■ **Reading passage**:
10. Acquire Gen Z With Intentional Experiences
Gen Z is more difficult to reach than previous generations, which makes early strategy critical. In conversations with marketing interns Kate Long and Hannah Ritchie, both emphasized the importance of modern technology, mobile excellence, and personalization.
Kate says, “Institutions need to prioritize digital experiences that build trust. This means creating engaging content and maintaining an active online presence. Gen Z expects fast mobile service, a smooth user experience and consistent engagement on social media. Personalized digital interactions help institutions stay relevant and attract Gen Z.”
Hannah says, “With digital signage, consider making it interactive. If it catches someone’s eye while waiting around and they realize it’s interactive, that visitor is going to be more likely to read and engage with the content as opposed to standard signage. This is a great tactic to use on Gen Z because many have a short attention span, so if they’re standing inside your branch waiting around staring at blank walls, they’re going to be unengaged and dissatisfied. The bottom line: be sure to engage customers and members of Gen Z, and for those who can’t be swayed to walk into your physical branch, give them an incentive to do so through promotional offers and giveaways. You’ll have a better chance at getting them to come in and engage with them face to face!”
Emphasize Local Identity and Community Roots
11. Community Institutions Win Where Big Banks Cannot
Hyperlocal storytelling helps customers and members feel understood. Authentic stories connect marketing efforts to real community moments and reinforce credibility.
Effective approaches include:
- Partnerships with schools, nonprofits, and local programs
- Mission- and values-based content
- Branch teams must understand what makes the community unique, so the marketing stays authentic
- Member and small business spotlights
12. Strengthen Retention and Loyalty Through Recognition
Retention grows when customers and members feel seen. Recognition should be a deliberate part of the experience.

■ **Work item A**: In the marketing passage, what does Hannah suggest doing with digital signage?
■ **Work item B**: Please write the next part of the marketing passage, continuing after its last sentence on recognition.

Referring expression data
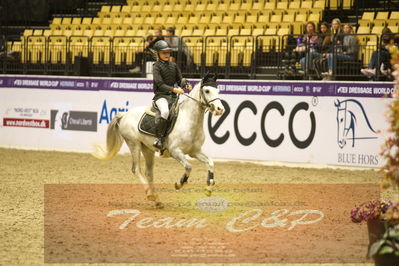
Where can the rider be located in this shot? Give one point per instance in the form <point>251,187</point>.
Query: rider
<point>166,74</point>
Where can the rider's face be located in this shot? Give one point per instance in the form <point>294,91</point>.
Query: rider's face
<point>164,55</point>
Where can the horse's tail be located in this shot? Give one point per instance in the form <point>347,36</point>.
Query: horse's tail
<point>114,141</point>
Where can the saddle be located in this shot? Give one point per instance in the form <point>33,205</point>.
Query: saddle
<point>147,120</point>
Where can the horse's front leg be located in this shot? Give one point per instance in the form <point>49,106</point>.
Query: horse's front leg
<point>202,157</point>
<point>181,158</point>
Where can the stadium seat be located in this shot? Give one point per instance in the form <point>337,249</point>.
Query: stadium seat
<point>295,4</point>
<point>101,49</point>
<point>209,32</point>
<point>182,20</point>
<point>86,21</point>
<point>228,19</point>
<point>381,18</point>
<point>252,20</point>
<point>394,28</point>
<point>282,6</point>
<point>377,30</point>
<point>193,20</point>
<point>221,31</point>
<point>307,4</point>
<point>216,19</point>
<point>319,4</point>
<point>234,6</point>
<point>57,49</point>
<point>239,19</point>
<point>315,17</point>
<point>200,7</point>
<point>76,21</point>
<point>367,17</point>
<point>66,21</point>
<point>264,18</point>
<point>258,31</point>
<point>198,32</point>
<point>196,48</point>
<point>394,15</point>
<point>186,32</point>
<point>205,19</point>
<point>347,4</point>
<point>258,6</point>
<point>36,49</point>
<point>270,6</point>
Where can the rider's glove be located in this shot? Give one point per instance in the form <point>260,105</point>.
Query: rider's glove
<point>177,91</point>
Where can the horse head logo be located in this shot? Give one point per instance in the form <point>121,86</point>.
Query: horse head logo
<point>347,121</point>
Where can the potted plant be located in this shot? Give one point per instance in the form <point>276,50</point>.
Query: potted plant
<point>383,216</point>
<point>372,212</point>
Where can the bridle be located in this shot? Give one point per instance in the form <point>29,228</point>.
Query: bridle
<point>203,103</point>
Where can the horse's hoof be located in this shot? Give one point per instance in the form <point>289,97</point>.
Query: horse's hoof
<point>159,205</point>
<point>179,186</point>
<point>208,192</point>
<point>151,197</point>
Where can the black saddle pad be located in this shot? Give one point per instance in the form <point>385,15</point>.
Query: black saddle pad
<point>147,124</point>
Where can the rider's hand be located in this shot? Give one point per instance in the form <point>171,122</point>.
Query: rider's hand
<point>178,91</point>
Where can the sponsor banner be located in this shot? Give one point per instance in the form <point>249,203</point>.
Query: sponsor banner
<point>243,223</point>
<point>310,129</point>
<point>20,122</point>
<point>247,87</point>
<point>325,130</point>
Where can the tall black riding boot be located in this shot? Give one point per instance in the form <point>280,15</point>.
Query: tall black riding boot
<point>160,128</point>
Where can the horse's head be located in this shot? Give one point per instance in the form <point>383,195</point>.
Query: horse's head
<point>341,122</point>
<point>209,94</point>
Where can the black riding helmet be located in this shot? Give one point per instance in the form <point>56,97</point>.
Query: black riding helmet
<point>161,45</point>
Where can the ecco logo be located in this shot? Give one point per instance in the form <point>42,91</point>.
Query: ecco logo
<point>269,141</point>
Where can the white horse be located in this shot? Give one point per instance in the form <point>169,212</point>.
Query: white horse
<point>186,138</point>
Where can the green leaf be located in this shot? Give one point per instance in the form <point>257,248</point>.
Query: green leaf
<point>386,250</point>
<point>376,247</point>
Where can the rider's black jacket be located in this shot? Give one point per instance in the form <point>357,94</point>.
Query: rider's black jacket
<point>166,75</point>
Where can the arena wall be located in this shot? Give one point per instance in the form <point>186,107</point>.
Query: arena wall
<point>334,123</point>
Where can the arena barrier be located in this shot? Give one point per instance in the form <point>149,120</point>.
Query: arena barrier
<point>334,123</point>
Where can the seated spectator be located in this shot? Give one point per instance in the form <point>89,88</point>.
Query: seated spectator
<point>308,46</point>
<point>174,42</point>
<point>320,64</point>
<point>147,54</point>
<point>316,49</point>
<point>384,58</point>
<point>345,51</point>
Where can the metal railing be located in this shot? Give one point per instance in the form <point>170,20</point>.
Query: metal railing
<point>238,56</point>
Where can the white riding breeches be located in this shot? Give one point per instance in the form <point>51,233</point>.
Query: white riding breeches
<point>163,107</point>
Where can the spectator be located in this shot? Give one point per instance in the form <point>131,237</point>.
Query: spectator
<point>384,58</point>
<point>174,42</point>
<point>309,45</point>
<point>336,39</point>
<point>345,51</point>
<point>146,55</point>
<point>316,49</point>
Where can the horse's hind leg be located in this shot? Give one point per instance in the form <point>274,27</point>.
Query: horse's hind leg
<point>149,163</point>
<point>202,157</point>
<point>179,156</point>
<point>135,150</point>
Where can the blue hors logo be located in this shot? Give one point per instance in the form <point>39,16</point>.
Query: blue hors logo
<point>350,116</point>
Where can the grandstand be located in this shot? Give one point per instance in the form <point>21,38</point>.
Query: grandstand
<point>236,38</point>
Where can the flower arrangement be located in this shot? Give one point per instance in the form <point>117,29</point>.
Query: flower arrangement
<point>390,149</point>
<point>370,210</point>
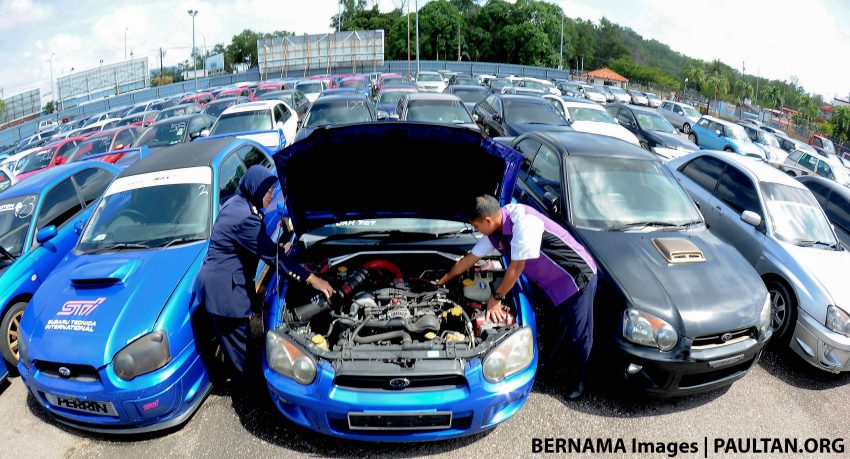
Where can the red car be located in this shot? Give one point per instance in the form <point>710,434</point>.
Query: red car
<point>53,154</point>
<point>201,98</point>
<point>111,140</point>
<point>237,92</point>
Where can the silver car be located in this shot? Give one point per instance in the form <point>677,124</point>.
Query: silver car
<point>683,116</point>
<point>776,223</point>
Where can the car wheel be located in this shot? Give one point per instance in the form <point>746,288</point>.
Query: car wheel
<point>693,138</point>
<point>783,311</point>
<point>10,327</point>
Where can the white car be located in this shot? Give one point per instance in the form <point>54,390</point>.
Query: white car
<point>263,115</point>
<point>430,82</point>
<point>592,118</point>
<point>311,88</point>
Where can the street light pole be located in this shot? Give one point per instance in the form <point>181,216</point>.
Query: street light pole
<point>417,38</point>
<point>194,13</point>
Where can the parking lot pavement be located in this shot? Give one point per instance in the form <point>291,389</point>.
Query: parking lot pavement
<point>782,397</point>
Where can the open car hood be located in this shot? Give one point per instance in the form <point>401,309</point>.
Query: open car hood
<point>385,170</point>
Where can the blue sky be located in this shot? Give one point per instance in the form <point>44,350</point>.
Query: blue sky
<point>779,39</point>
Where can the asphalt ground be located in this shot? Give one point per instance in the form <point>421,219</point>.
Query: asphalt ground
<point>782,397</point>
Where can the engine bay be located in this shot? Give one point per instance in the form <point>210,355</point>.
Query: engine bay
<point>377,306</point>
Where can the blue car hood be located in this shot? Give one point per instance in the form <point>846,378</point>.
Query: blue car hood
<point>384,170</point>
<point>94,305</point>
<point>721,294</point>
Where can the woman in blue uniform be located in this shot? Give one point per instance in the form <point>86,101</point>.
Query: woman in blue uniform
<point>238,242</point>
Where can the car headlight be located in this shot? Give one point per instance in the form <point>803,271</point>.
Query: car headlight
<point>837,320</point>
<point>23,355</point>
<point>645,329</point>
<point>765,316</point>
<point>513,355</point>
<point>144,355</point>
<point>288,359</point>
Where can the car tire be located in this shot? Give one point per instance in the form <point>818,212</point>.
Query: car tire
<point>783,311</point>
<point>10,329</point>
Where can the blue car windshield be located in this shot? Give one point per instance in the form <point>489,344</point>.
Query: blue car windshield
<point>796,215</point>
<point>143,215</point>
<point>15,216</point>
<point>606,192</point>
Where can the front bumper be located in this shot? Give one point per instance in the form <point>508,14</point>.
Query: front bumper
<point>477,406</point>
<point>689,372</point>
<point>820,346</point>
<point>155,401</point>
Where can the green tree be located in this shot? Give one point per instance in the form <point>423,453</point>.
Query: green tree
<point>772,97</point>
<point>841,122</point>
<point>609,43</point>
<point>716,87</point>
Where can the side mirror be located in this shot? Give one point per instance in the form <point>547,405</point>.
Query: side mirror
<point>551,201</point>
<point>45,234</point>
<point>751,218</point>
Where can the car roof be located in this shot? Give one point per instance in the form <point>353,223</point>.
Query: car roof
<point>759,170</point>
<point>251,106</point>
<point>574,143</point>
<point>183,155</point>
<point>37,183</point>
<point>431,96</point>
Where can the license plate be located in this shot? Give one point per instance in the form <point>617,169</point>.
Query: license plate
<point>85,406</point>
<point>434,420</point>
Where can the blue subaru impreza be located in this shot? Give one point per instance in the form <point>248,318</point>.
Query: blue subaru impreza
<point>111,341</point>
<point>378,208</point>
<point>40,221</point>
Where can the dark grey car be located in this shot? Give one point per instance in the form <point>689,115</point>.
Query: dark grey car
<point>679,310</point>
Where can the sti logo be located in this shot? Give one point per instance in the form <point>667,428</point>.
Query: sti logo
<point>80,307</point>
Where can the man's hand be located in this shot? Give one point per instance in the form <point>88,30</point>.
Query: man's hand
<point>321,285</point>
<point>495,312</point>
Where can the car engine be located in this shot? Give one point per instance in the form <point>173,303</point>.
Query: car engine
<point>375,306</point>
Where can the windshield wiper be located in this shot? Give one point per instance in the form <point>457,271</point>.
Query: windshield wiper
<point>7,254</point>
<point>813,243</point>
<point>117,247</point>
<point>182,240</point>
<point>640,225</point>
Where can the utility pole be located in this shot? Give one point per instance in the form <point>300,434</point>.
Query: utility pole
<point>194,13</point>
<point>417,37</point>
<point>561,61</point>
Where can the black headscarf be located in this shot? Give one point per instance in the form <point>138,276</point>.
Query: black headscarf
<point>256,183</point>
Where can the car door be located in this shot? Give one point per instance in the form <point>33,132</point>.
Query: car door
<point>838,212</point>
<point>543,182</point>
<point>699,178</point>
<point>734,194</point>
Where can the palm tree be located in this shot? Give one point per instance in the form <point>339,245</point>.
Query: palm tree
<point>717,86</point>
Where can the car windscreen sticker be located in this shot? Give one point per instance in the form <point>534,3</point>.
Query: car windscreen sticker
<point>199,175</point>
<point>22,209</point>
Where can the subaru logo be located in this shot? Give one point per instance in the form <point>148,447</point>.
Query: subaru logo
<point>399,383</point>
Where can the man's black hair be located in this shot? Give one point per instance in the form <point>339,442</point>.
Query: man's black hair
<point>484,206</point>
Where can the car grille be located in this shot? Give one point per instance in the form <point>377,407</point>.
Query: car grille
<point>83,373</point>
<point>717,339</point>
<point>393,383</point>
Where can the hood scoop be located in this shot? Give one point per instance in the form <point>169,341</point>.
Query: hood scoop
<point>677,250</point>
<point>104,273</point>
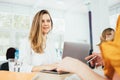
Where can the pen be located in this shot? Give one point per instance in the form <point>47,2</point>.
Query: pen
<point>91,59</point>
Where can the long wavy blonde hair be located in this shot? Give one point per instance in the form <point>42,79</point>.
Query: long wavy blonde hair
<point>36,36</point>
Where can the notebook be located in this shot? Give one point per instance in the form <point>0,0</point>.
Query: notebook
<point>76,50</point>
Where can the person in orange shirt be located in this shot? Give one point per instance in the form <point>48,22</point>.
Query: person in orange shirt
<point>107,35</point>
<point>111,55</point>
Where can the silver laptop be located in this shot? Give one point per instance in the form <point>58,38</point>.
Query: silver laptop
<point>76,50</point>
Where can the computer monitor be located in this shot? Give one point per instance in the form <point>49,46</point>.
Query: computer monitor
<point>76,50</point>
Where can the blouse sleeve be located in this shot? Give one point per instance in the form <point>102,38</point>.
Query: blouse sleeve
<point>25,56</point>
<point>111,53</point>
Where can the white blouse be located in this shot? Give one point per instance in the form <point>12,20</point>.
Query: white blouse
<point>31,58</point>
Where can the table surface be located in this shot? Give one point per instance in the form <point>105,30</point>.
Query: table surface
<point>7,75</point>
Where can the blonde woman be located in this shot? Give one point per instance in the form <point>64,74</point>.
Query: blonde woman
<point>38,53</point>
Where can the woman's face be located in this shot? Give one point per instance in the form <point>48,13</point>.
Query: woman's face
<point>110,37</point>
<point>46,23</point>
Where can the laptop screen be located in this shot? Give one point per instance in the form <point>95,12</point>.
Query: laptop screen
<point>76,50</point>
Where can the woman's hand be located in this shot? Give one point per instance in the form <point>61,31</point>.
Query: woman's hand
<point>98,61</point>
<point>50,66</point>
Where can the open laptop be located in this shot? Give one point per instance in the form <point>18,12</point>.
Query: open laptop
<point>76,50</point>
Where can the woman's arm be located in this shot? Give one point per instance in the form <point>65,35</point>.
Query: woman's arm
<point>44,67</point>
<point>82,70</point>
<point>116,76</point>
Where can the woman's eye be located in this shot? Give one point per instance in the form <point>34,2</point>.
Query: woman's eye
<point>48,20</point>
<point>43,21</point>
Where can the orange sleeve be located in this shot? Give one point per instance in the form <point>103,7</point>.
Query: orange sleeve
<point>111,53</point>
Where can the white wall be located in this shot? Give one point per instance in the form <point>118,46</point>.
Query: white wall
<point>76,27</point>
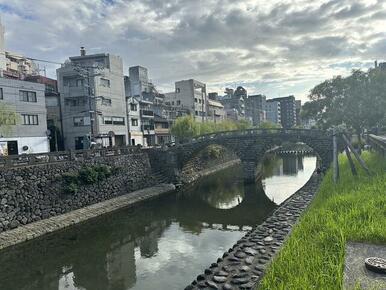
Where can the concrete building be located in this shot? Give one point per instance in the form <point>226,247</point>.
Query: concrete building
<point>29,133</point>
<point>138,81</point>
<point>298,105</point>
<point>54,112</point>
<point>189,95</point>
<point>134,122</point>
<point>255,109</point>
<point>92,97</point>
<point>272,109</point>
<point>215,111</point>
<point>234,103</point>
<point>2,50</point>
<point>287,111</point>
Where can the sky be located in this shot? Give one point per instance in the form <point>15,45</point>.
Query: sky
<point>276,47</point>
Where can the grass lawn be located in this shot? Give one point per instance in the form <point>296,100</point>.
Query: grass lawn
<point>353,210</point>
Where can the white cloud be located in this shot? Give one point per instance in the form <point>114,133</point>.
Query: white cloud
<point>272,47</point>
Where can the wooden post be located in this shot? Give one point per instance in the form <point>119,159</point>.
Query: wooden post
<point>352,165</point>
<point>360,160</point>
<point>335,157</point>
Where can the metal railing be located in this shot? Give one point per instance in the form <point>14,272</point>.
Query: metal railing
<point>64,156</point>
<point>257,132</point>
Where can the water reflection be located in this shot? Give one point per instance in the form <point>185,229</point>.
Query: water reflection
<point>161,244</point>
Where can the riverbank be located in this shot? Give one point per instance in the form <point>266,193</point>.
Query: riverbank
<point>50,225</point>
<point>352,210</point>
<point>243,265</point>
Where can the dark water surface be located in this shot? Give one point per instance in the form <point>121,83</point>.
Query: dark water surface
<point>163,243</point>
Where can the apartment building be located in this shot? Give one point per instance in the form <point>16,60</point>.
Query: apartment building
<point>29,133</point>
<point>189,95</point>
<point>92,97</point>
<point>272,109</point>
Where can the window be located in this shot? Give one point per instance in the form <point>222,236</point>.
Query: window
<point>118,121</point>
<point>106,102</point>
<point>107,120</point>
<point>30,119</point>
<point>27,96</point>
<point>133,107</point>
<point>81,121</point>
<point>105,82</point>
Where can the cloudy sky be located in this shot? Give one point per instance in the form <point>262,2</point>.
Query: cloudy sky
<point>276,47</point>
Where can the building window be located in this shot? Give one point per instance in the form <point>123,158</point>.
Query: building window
<point>79,121</point>
<point>107,120</point>
<point>27,96</point>
<point>30,119</point>
<point>105,82</point>
<point>118,121</point>
<point>133,107</point>
<point>106,102</point>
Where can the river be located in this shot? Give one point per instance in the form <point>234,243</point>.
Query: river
<point>163,243</point>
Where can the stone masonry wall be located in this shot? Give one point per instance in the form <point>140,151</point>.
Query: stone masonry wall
<point>32,193</point>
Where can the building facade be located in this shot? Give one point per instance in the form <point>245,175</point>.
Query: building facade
<point>29,133</point>
<point>189,95</point>
<point>272,109</point>
<point>255,109</point>
<point>92,97</point>
<point>287,111</point>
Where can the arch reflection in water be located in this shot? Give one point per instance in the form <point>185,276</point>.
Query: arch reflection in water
<point>161,244</point>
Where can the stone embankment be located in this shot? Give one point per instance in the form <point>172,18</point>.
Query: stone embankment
<point>46,226</point>
<point>32,193</point>
<point>243,265</point>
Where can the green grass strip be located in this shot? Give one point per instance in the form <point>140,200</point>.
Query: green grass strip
<point>352,210</point>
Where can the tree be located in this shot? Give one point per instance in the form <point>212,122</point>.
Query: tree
<point>357,101</point>
<point>8,119</point>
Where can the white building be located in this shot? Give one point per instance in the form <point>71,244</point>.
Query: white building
<point>93,101</point>
<point>29,133</point>
<point>190,95</point>
<point>134,122</point>
<point>273,113</point>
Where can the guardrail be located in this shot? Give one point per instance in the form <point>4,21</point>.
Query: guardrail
<point>63,156</point>
<point>252,132</point>
<point>378,143</point>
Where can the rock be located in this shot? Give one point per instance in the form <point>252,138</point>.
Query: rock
<point>219,279</point>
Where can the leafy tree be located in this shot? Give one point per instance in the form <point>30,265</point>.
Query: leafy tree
<point>357,101</point>
<point>8,118</point>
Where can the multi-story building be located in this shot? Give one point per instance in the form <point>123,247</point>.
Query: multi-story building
<point>287,111</point>
<point>255,109</point>
<point>234,103</point>
<point>138,81</point>
<point>215,111</point>
<point>298,104</point>
<point>29,133</point>
<point>54,112</point>
<point>189,95</point>
<point>272,109</point>
<point>92,97</point>
<point>134,121</point>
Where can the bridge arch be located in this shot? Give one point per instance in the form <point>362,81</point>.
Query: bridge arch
<point>251,145</point>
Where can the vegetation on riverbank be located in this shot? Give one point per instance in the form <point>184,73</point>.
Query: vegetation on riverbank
<point>353,210</point>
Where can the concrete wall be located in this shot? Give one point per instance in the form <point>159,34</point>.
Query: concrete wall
<point>31,193</point>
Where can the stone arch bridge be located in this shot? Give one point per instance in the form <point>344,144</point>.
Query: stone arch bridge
<point>249,145</point>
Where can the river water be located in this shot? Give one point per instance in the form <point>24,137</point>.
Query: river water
<point>163,243</point>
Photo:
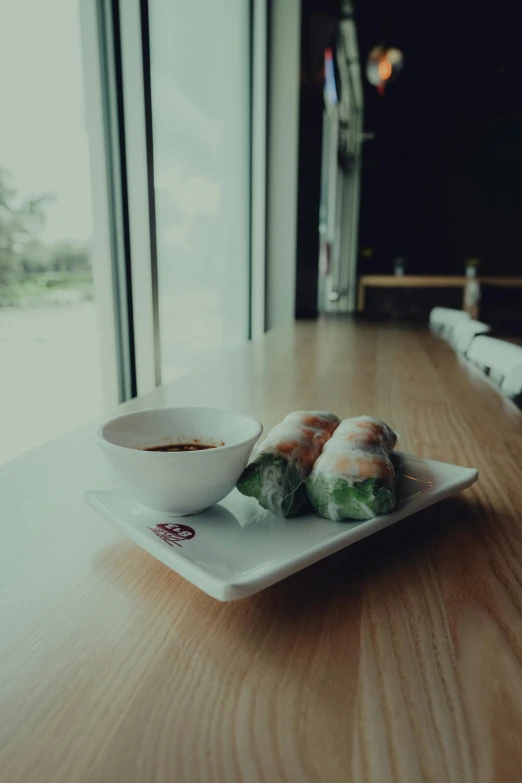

■ **Expected answer A**: Making it interactive.

■ **Expected answer B**:
Tactics include:
- Smart re-engagement nudges and loyalty rewards
- Community impact updates that show real outcomes
- Monthly member spotlights
- Customer features that highlight achievements
Financial Literacy Content
13. Drive Attention With Social Media Content
Digital content builds authority and supports customers at every stage of their financial journey. Focus areas include:
- Viral trends and audio that align with the brand
- Short educational videos and interactive tools
- Webinars and workshops
- Financial FAQs
- Consistent social media activity
- Personalized mobile advertising
- Omnichannel integration within retail campaigns
- Seasonal content such as back-to-school education
Filling a content calendar can be a daunting task, we’ve put together a list of 50 ideas in our Social Media Guide for Banks and Credit Unions.
14. Education as a Differentiator
General financial literacy isn’t a differentiator, but showing customers and members how you are working within their community is the way to stand out. We really like this message from Forrit’s CEO – https://www.linkedin.com/posts/forrit-credit-union_forritcu-creditunion-financialsupport-activity-7318355980709150721-IJwr.
Educational content builds trust and positions staff as trusted advisors (see tactic #8). Effective formats include:
- Financial topics explained through local context
- Webinars, workshops, and in-person events
- CEO Q&As and event spotlights
Institutions do not need to start from scratch. Trusted resources such as
can serve as a foundation, then be customized to reflect local needs.
Here’s to a Successful 2026
The strongest marketing plans balance fundamentals with forward-looking execution. That includes disciplined reporting, practical AI adoption, and executing a retail mindset that shows up in-branch, online, and in the community.
For CMOs, success is not about chasing every new tactic. It is about choosing the right ones, executing them well, and building systems that compound over time. Institutions that do this will not only keep pace in 2026, but they will define what modern community banking looks like.